-- Start of DATA FOR THE TASK --

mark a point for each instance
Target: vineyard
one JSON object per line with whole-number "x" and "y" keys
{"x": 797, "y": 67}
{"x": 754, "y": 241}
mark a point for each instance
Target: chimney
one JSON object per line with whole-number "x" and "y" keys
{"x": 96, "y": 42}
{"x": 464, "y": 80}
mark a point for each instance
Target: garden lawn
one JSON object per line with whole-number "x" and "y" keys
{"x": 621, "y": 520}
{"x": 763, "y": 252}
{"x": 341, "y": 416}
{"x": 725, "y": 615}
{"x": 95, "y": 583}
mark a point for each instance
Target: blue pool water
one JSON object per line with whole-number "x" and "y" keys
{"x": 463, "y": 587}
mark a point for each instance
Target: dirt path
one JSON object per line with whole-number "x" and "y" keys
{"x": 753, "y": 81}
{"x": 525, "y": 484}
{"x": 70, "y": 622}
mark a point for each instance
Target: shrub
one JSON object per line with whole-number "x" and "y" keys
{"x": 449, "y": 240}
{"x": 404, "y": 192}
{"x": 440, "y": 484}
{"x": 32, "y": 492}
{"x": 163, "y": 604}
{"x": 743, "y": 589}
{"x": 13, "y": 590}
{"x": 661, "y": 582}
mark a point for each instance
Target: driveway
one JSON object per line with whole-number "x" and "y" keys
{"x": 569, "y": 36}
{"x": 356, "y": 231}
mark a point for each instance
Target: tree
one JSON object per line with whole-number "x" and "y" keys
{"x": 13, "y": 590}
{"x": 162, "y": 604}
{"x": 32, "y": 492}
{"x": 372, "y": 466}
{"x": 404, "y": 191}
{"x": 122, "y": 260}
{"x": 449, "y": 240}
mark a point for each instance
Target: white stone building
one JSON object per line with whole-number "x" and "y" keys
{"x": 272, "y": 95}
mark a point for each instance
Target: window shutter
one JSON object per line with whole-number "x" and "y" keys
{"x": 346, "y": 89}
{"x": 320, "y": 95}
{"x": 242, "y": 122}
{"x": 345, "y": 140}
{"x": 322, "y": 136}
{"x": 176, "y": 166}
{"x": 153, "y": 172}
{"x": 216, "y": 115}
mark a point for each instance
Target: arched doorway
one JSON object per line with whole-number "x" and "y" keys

-- End of DATA FOR THE TASK --

▶ WHAT YOU SHOULD DO
Identify each line above that contains the word "Target" and copy every such line in full.

▶ RESULT FOR THIS TASK
Target: vineyard
Target: chimney
Target: garden lawn
Target: blue pool water
Target: dirt path
Target: shrub
Target: driveway
Target: tree
Target: white stone building
Target: window shutter
Target: arched doorway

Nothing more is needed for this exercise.